* _Directions_:
Leave the images out, and copy each of the records below exactly.
---------- Given entries
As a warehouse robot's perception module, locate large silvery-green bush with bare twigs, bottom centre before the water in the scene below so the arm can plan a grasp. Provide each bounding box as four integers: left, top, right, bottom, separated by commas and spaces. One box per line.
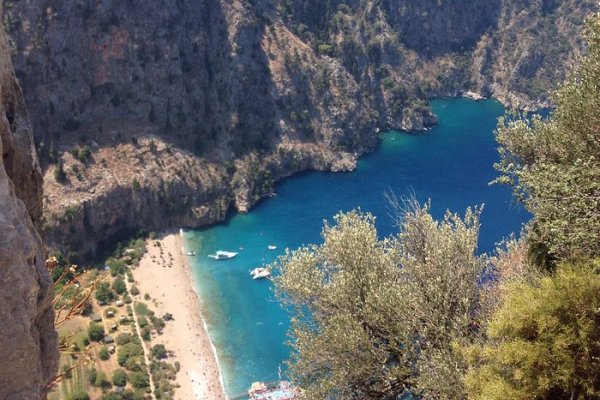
273, 203, 486, 399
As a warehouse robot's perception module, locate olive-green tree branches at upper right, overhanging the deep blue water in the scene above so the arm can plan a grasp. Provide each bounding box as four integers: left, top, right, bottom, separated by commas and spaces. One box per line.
495, 15, 600, 260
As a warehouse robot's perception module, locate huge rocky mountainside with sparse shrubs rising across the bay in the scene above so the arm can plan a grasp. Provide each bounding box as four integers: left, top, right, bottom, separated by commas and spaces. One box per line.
4, 0, 597, 253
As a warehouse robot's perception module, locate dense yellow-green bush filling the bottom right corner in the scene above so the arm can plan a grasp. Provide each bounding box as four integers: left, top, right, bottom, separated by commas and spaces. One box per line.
466, 262, 600, 400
--------------------
* _Solution to this task_:
As a warehouse robot's perception module, locate large silvery-green bush with bare twigs, bottom centre before the water in the scene below so the arm can plan a grasp. Provide each bounding box as four integers: left, top, right, bottom, separated by commas and spaces. One box per line.
273, 203, 486, 399
As a warehouse robot's perception module, locate olive-green tree branches at upper right, overhanging the deep blue water in the scene above so the arm can plan a grasp. Provide each bounding box as four integers: left, top, right, bottom, separated by commas and spaces. One box per line.
495, 15, 600, 260
As a warehouse robot's perception module, locate huge rocky mountainside with sparse shrubs rising across the bay in the scene above so the arm can plan a grasp. Provide each bounding box as four integers: left, top, right, bottom, separated by commas and spaces. One box per line.
4, 0, 597, 253
As a warehouse robot's perception module, locate dense yellow-green bush filling the bottom right corner in the scene above so the arm can plan a grasp. Provide each bounding box as four integers: left, top, right, bottom, separated by commas and spaces. One box per line.
466, 262, 600, 400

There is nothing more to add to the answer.